Getting ahead of rivals is main reason for adopting mobile apps

One of the main drivers for IT managers to adopt mobile applications across the business is to gain a competitive edge over their rivals, exclusive research by Computer Weekly and Vodafone has found.

One of the main drivers for IT managers to adopt mobile applications across the business is to gain a competitive edge over their rivals, exclusive research by Computer Weekly and Vodafone has found.

The survey questioned more than 400 ITmanagers. It found that 38% of them rated competitive edge as a very important factor influencing their decision to deploy mobile applications.

Alongside this, 43% said the faster information transfer it could bring about would make their company more agile, and a further 55% said the cost savings mobile could enable were a very important factor.

With always-on connectivity provided by 3G, GPRS and Wi-Fi becoming pervasive, users of mobile devices can access information from anywhere at any time. Such access increases the flexibility of the workforce and allows staff to react quickly to changes.

The Computer Weekly/Vodafone survey found that 36% of respondents were already running mobile e-mail, and 24% were providing staff with access to other types of mobile application. At 18%, the most popular type of mobile application deployment was to improve customer relationship management, followed by applications associated with sales lead generation and fulfilment (13%), document management (13%) and job scheduling (11%).

Dataset excerpt
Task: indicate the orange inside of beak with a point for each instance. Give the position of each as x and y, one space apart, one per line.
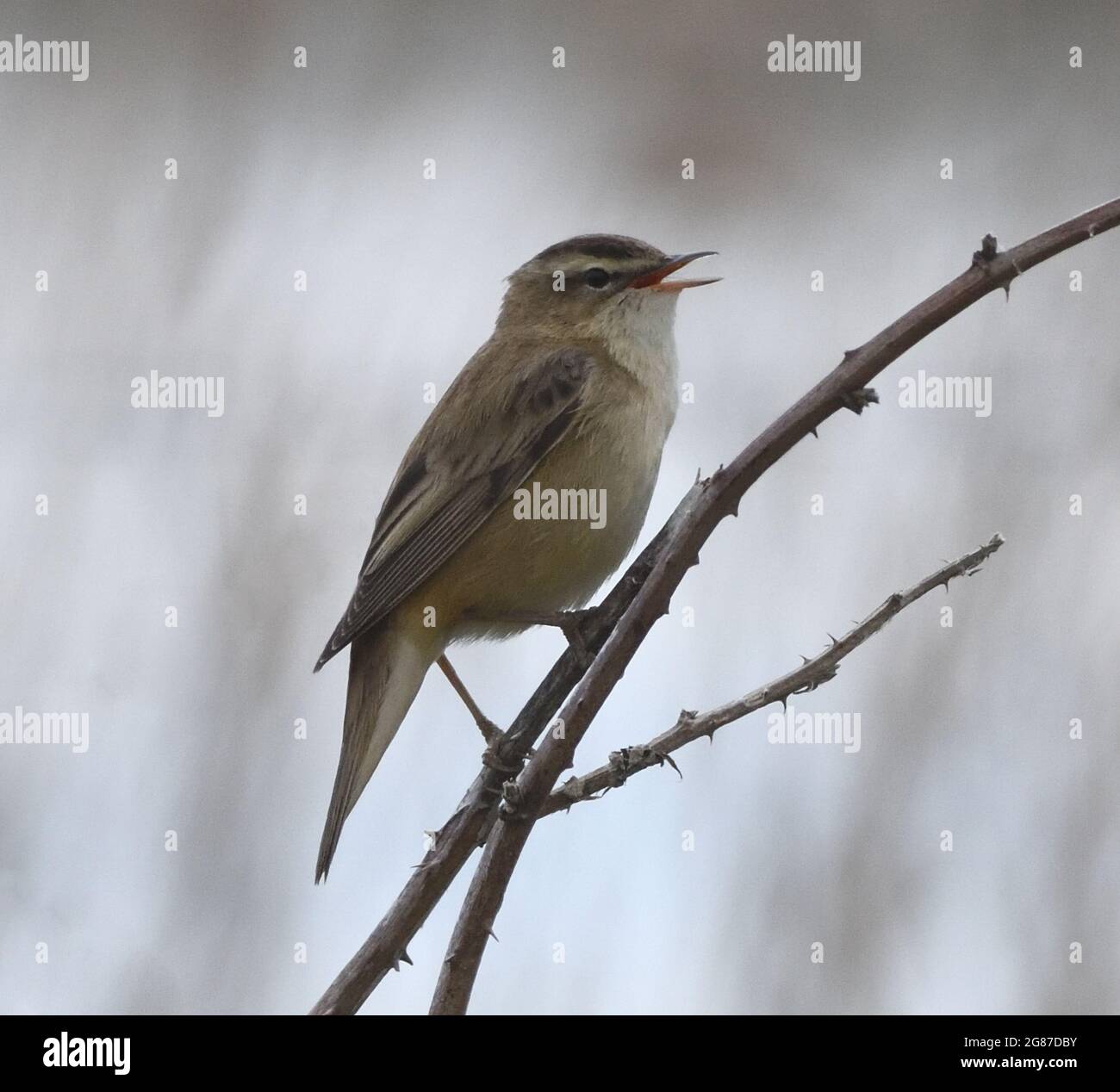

Questions
- 1) From the article on mobile app adoption, return word for word the passage that begins with the words containing "The survey questioned" and ends with "deploy mobile applications.".
- 2) Write the next part of the article on why IT managers adopt mobile applications, picking up after its final sentence.

Set of answers
- 1)
The survey questioned more than 400 ITmanagers. It found that 38% of them rated competitive edge as a very important factor influencing their decision to deploy mobile applications.

- 2)
Some 84% of respondents have already deployed mobile devices to senior management, 74% have rolled it out to sales staff and 68% to field staff. Within the next 12 months, 61% of respondents also plan to deploy mobile devices to clerical and admin staff.

When selecting devices, respondents put a higher priority on security and battery life than on costs and ease of management. Almost 75% of respondents said mobile security was their top priority, while only 34% said ease of remote management was a top priority. But despite this apparent emphasis on security, only just over half of respondents said they were currently deploying mobile anti-virus software.

An issue raised by more than 50% of respondents was how a lack of bandwidth was holding back their mobile plans. Until bandwidth improves, mobile applications are in many cases still unable to connect seamlessly to core enterprise systems.